• _EXERCISE DATA_:
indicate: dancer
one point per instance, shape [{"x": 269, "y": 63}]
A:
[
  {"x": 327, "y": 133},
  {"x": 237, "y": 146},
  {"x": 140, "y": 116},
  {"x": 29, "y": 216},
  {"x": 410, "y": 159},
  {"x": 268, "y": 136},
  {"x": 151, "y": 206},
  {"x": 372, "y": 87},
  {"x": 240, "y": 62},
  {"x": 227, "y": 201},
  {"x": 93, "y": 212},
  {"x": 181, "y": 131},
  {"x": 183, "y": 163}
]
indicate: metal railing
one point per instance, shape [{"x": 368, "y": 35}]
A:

• _WHAT THE TASK REQUIRES_:
Transcribe the lines above precisely, keeping each one unchanged.

• _SOLUTION BELOW_:
indicate: dancer
one point per instance, shape [{"x": 269, "y": 63}]
A:
[
  {"x": 327, "y": 133},
  {"x": 237, "y": 146},
  {"x": 140, "y": 116},
  {"x": 29, "y": 216},
  {"x": 410, "y": 159},
  {"x": 268, "y": 136},
  {"x": 151, "y": 206},
  {"x": 372, "y": 87},
  {"x": 240, "y": 62},
  {"x": 227, "y": 201},
  {"x": 93, "y": 212},
  {"x": 181, "y": 131},
  {"x": 183, "y": 163}
]
indicate: metal railing
one point per instance, shape [{"x": 368, "y": 35}]
A:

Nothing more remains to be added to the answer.